─── DATA EXTRACT ───
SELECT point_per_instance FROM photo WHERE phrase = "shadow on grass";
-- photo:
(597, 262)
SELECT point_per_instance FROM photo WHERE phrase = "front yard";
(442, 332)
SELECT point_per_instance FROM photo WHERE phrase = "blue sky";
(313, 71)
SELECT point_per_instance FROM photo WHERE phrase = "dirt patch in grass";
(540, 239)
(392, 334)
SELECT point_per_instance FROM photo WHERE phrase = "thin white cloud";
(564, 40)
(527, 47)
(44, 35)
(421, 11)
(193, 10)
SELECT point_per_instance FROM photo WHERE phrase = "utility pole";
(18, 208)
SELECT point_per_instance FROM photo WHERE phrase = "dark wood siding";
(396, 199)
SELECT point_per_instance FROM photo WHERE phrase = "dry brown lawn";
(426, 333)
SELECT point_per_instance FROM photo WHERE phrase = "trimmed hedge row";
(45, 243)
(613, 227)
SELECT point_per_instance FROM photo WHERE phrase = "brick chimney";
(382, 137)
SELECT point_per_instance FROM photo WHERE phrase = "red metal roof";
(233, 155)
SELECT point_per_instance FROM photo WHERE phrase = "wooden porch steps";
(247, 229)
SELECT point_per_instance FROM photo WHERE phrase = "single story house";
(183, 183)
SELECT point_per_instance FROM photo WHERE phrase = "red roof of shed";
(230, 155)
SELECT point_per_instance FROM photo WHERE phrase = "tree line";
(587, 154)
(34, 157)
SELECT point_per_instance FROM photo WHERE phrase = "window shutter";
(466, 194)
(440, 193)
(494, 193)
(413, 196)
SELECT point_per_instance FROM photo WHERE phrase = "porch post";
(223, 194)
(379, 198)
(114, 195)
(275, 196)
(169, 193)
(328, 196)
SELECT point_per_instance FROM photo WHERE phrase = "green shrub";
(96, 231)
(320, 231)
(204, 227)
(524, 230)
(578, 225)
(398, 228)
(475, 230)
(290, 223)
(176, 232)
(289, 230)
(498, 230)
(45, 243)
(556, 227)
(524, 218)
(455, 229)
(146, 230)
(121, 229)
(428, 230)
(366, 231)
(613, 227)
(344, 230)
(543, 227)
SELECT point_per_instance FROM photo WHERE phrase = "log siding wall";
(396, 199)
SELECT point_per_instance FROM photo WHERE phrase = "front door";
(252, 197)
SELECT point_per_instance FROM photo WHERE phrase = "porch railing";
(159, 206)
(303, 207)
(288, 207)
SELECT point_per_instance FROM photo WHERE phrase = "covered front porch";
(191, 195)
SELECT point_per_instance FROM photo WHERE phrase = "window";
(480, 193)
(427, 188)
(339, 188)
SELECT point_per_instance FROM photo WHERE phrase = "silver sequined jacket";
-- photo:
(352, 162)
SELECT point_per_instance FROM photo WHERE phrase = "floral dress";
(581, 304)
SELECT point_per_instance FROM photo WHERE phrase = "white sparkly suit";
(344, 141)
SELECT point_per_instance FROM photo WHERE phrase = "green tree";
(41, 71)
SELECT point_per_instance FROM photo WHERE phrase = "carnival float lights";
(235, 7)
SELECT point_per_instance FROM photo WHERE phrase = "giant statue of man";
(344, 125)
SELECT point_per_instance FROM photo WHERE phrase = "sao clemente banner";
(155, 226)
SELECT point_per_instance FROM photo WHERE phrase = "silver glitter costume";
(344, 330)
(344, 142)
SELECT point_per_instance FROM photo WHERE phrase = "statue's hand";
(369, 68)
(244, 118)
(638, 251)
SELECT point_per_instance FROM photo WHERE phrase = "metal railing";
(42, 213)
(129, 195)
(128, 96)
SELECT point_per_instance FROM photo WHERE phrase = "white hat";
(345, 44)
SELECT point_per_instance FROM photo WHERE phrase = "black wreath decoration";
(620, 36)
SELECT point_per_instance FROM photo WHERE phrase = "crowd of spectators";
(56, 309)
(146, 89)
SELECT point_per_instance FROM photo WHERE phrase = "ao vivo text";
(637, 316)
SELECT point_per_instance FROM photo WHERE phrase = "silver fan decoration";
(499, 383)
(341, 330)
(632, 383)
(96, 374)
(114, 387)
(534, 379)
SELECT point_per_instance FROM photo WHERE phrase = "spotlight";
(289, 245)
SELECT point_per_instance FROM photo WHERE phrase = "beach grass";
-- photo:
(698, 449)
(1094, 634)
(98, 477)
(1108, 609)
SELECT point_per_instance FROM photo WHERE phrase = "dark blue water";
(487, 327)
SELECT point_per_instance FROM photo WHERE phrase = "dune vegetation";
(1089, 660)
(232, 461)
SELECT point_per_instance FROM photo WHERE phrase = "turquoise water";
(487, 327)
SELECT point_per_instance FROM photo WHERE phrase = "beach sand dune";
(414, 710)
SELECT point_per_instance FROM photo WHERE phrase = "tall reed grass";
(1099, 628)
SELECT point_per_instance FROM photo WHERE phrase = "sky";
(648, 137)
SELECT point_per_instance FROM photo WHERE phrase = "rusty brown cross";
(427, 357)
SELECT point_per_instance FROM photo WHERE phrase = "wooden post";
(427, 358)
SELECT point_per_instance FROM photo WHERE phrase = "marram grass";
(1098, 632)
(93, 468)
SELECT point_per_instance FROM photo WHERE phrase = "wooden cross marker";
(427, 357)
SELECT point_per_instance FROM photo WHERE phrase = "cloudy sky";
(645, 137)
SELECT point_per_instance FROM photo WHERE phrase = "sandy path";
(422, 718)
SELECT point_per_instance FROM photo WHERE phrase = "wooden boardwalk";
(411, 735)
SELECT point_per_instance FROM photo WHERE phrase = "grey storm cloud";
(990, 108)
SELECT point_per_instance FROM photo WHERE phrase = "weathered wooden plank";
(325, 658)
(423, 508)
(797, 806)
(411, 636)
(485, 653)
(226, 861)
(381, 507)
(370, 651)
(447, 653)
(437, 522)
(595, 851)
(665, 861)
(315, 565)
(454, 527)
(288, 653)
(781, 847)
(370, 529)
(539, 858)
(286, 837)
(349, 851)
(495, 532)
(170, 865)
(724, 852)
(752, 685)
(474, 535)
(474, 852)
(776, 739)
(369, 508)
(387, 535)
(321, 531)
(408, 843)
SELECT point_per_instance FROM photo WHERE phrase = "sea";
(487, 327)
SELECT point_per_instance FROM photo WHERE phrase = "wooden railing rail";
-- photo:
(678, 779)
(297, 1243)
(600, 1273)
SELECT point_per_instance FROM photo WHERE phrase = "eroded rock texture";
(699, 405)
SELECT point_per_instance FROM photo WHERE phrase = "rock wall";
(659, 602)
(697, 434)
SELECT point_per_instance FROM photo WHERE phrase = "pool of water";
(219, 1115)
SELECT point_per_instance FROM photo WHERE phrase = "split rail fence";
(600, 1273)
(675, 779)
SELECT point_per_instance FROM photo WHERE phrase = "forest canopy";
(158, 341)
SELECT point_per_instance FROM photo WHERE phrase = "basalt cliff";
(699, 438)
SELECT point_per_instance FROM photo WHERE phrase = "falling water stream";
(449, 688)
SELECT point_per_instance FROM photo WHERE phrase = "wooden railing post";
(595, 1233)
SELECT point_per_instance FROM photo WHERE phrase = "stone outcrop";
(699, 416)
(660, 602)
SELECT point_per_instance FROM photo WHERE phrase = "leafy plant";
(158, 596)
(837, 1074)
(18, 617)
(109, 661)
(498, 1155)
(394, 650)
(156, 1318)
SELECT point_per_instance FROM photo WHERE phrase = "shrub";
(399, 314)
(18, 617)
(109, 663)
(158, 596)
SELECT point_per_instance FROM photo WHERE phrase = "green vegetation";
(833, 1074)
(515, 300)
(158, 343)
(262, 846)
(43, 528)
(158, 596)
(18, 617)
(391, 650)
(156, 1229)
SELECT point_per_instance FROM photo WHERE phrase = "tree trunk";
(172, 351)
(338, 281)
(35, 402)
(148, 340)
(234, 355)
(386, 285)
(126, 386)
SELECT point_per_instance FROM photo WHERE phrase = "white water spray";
───
> _GIVEN REQUEST_
Pull out every line from the items above that contains the word "decoration", and copy each one unchanged. The match is case-sensitive.

> _EXERCISE ANSWER_
SELECT point_per_instance FROM photo WHERE phrase = "black wreath decoration";
SELECT point_per_instance FROM photo WHERE phrase = "silver fan decoration";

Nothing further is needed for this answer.